Aufgaben:
a) Welche Menschen sind der schreibenden Person laut dem Textabschnitt über die Jahre aus dem Blick geraten?
b) Gib den Absatz im Textabschnitt, der mit „Manchmal frage ich mich“ beginnt, als knappe Liste wieder und behalte dabei seine wesentlichen Inhalte bei.
c) Schreib den Textabschnitt über das Aus-dem-Blick-Verlieren bitte im gleichen Ton weiter, im Anschluss an seinen letzten Satz.

Man kann nicht alles im Blick behalten, was einem wichtig ist. Ich habe im Laufe der Jahre so vieles aus dem Blick verloren: Studienfreundinnen und –freunde, Weggefährtinnen und Weggefährten aus vielen Jahren, Menschen, an deren Leben ich früher viel Anteil genommen habe. Der Kontakt ist abgebrochen, das Interesse erlahmt. Schade eigentlich. Aber ich kann nicht alle im Blick behalten. Leider.
Manchmal frage ich mich auch im Hinblick auf die Politik: Ist noch alles im Blick, was jetzt notwendig ist? Geraten in den drängenden aktuellen Herausforderungen die Schwächeren in der Gesellschaft aus dem Blick, die auch Fürsorge und Aufmerksamkeit brauchen? Sind die globalen Zusammenhänge genügend im Blick, zum Beispiel wenn es um Fluchtursachen geht? Wer greift ein in den Waffenhandel, wer analysiert und bekämpft die Strukturen der sozialen Ungerechtigkeit, wer verweist auf die von Menschen gemachten ökologischen Katastrophen?

Vorliegende Einträge:

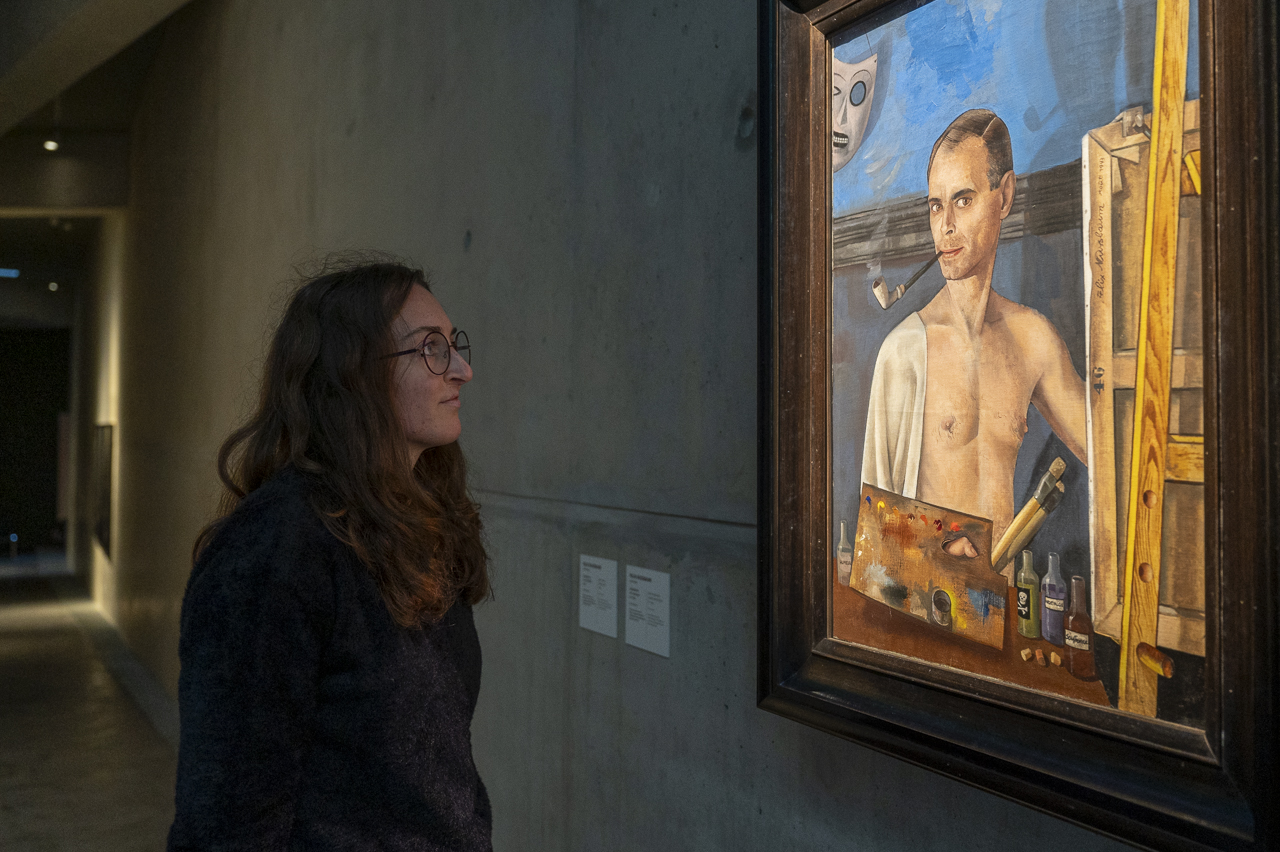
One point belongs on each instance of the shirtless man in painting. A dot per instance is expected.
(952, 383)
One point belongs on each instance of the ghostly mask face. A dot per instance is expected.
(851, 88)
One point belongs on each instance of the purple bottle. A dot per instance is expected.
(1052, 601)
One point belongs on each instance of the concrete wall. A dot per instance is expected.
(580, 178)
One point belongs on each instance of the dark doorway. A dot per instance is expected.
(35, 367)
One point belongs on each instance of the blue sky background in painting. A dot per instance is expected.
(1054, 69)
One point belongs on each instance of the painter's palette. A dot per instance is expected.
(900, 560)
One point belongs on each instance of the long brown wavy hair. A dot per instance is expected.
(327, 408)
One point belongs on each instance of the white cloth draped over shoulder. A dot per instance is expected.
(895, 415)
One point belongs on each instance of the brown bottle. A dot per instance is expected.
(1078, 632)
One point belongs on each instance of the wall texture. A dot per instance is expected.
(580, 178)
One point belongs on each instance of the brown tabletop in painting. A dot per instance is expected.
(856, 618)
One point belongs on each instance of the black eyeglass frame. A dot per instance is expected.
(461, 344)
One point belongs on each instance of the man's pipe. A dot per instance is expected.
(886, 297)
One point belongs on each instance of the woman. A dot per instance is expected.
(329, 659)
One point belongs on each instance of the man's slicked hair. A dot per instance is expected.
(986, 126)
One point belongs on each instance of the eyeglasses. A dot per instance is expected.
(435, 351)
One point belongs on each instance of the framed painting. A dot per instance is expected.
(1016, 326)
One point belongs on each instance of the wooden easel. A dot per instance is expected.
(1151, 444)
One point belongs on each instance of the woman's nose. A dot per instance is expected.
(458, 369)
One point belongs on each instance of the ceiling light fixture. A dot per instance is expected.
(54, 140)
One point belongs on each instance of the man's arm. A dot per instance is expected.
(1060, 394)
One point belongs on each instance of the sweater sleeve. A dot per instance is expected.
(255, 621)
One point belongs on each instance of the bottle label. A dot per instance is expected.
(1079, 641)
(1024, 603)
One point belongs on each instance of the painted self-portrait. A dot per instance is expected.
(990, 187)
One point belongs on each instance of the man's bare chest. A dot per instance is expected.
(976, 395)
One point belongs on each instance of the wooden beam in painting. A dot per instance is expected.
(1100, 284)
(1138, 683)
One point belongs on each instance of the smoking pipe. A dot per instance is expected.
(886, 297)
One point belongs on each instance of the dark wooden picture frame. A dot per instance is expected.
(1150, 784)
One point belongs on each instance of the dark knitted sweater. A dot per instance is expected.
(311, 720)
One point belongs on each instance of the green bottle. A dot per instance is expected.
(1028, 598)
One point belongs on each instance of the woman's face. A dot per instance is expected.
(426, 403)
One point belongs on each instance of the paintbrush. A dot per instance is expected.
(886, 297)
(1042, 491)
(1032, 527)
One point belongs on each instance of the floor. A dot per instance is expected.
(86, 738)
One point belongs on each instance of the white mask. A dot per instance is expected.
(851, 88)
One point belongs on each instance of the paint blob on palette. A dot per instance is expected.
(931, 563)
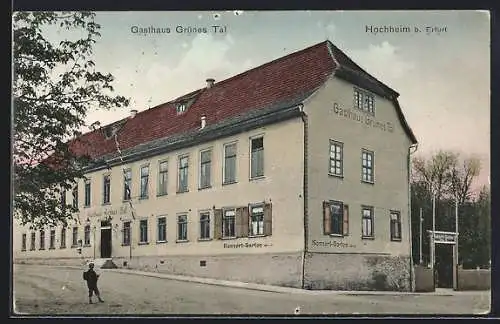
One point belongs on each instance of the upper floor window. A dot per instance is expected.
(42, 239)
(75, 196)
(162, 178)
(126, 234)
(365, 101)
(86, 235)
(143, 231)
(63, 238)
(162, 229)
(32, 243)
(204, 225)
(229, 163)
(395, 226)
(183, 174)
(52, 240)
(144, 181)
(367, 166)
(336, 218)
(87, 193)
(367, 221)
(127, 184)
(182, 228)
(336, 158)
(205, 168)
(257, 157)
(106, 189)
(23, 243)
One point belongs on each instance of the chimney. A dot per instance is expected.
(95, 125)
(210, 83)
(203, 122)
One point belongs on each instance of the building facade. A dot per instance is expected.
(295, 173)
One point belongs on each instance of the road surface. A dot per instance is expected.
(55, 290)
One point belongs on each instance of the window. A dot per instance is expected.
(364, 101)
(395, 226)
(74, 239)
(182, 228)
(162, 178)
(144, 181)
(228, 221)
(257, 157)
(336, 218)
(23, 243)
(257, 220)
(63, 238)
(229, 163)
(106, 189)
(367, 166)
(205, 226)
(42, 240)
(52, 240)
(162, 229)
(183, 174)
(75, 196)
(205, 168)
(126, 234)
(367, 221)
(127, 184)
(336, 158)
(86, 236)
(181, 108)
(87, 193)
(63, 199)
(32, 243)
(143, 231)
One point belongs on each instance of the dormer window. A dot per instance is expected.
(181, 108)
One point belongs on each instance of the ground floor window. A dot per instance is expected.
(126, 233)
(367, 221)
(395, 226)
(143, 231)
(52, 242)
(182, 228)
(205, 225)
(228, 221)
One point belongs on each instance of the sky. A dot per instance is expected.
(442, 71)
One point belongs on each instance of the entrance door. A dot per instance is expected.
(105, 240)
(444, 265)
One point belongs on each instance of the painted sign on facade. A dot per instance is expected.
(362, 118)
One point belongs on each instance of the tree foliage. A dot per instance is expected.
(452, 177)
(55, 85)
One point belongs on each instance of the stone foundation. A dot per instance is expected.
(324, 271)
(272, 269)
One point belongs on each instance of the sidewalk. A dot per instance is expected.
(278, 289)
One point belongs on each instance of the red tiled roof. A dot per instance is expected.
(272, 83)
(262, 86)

==

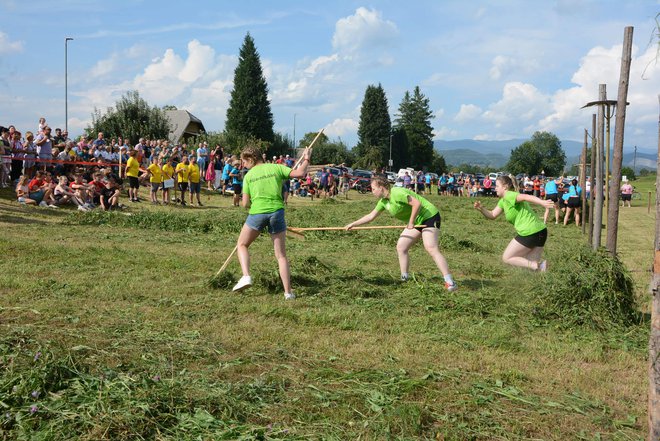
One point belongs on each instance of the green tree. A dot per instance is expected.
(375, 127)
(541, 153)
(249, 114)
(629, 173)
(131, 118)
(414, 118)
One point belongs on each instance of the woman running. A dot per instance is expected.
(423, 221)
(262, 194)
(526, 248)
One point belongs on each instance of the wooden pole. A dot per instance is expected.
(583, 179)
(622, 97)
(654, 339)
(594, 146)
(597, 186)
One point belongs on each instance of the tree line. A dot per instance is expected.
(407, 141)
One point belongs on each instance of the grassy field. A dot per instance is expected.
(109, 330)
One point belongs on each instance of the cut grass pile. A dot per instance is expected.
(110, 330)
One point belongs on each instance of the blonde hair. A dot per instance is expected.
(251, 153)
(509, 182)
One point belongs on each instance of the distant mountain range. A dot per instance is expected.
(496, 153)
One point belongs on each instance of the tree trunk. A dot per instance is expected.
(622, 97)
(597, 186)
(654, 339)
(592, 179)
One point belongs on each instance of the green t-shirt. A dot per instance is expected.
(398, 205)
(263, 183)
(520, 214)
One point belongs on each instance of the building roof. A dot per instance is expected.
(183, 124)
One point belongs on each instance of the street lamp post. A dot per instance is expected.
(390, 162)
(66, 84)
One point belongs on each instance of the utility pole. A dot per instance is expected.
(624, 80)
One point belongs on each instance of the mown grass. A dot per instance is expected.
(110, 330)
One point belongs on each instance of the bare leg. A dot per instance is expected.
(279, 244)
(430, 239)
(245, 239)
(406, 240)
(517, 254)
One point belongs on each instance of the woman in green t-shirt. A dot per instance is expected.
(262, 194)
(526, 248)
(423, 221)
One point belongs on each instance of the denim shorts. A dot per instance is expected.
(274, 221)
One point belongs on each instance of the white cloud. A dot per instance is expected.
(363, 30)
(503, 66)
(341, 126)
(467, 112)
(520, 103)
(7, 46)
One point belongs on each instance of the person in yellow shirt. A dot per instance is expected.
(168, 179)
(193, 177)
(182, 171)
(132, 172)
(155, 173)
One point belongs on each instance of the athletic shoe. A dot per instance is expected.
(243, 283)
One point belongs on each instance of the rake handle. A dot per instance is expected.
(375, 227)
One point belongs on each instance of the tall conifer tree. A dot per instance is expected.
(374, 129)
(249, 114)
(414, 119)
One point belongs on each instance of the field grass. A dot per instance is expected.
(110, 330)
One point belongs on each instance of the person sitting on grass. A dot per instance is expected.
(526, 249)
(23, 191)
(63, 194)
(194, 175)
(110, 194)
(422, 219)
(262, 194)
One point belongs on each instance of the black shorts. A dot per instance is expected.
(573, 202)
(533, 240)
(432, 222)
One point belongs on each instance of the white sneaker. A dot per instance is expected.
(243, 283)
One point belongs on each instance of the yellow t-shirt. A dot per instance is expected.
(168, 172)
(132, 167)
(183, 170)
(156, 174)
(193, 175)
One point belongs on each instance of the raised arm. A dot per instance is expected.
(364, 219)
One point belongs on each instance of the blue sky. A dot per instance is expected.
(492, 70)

Lösungen:
a) Studienfreundinnen und -freunde, Weggefährtinnen und Weggefährten aus vielen Jahren sowie Menschen, an deren Leben früher viel Anteil genommen wurde.

b)
- Ist in der Politik noch alles im Blick, was jetzt notwendig ist?
- Geraten über den drängenden aktuellen Herausforderungen die Schwächeren in der Gesellschaft aus dem Blick, die ebenfalls Fürsorge und Aufmerksamkeit brauchen?
- Sind globale Zusammenhänge wie etwa die Fluchtursachen genügend im Blick?
- Wer greift in den Waffenhandel ein?
- Wer analysiert und bekämpft die Strukturen sozialer Ungerechtigkeit?
- Wer verweist auf die von Menschen gemachten ökologischen Katastrophen?

c)
Wer hat da noch den Überblick und den Durchblick? Mich tröstet das Wort, das der Evangelische Kirchentag als Losung für den nächsten Kirchentag 2017 ausgewählt hat. Es heißt: „Du siehst mich“ (1. Mose 16,13), und es erinnert daran: Gott hat seine Geschöpfe und Schöpfung im Blick. Seine Liebe schaut auf das, was sie umtreibt.
„Du siehst mich!“ Ich finde, diese Losung passt zum Reformationsjubiläum 2017 und zum Reformationstag heute. In vielfältiger Weise haben die Reformatoren es beschrieben, in Liedern, Katechismen, Predigten, Vorlesungen: Gott hat die Menschen im Blick. Und damit Menschen das glauben können, lässt sich Gott selbst in den Blick nehmen: in Jesus von Nazareth.
Solus Christus, haben die Reformatoren gesagt. Für mich heißt das: Auf Christus fällt der Blick der Glaubenden, wenn sie Orientierung suchen: Darauf, wie er Menschen und ihre Nöte in den Blick genommen hat. Darauf, wie er im Leiden und Sterben an ihrer Seite bleibt. Darauf, wie er den Tod überwand und ihren Blick über die Endlichkeit hinaus hebt.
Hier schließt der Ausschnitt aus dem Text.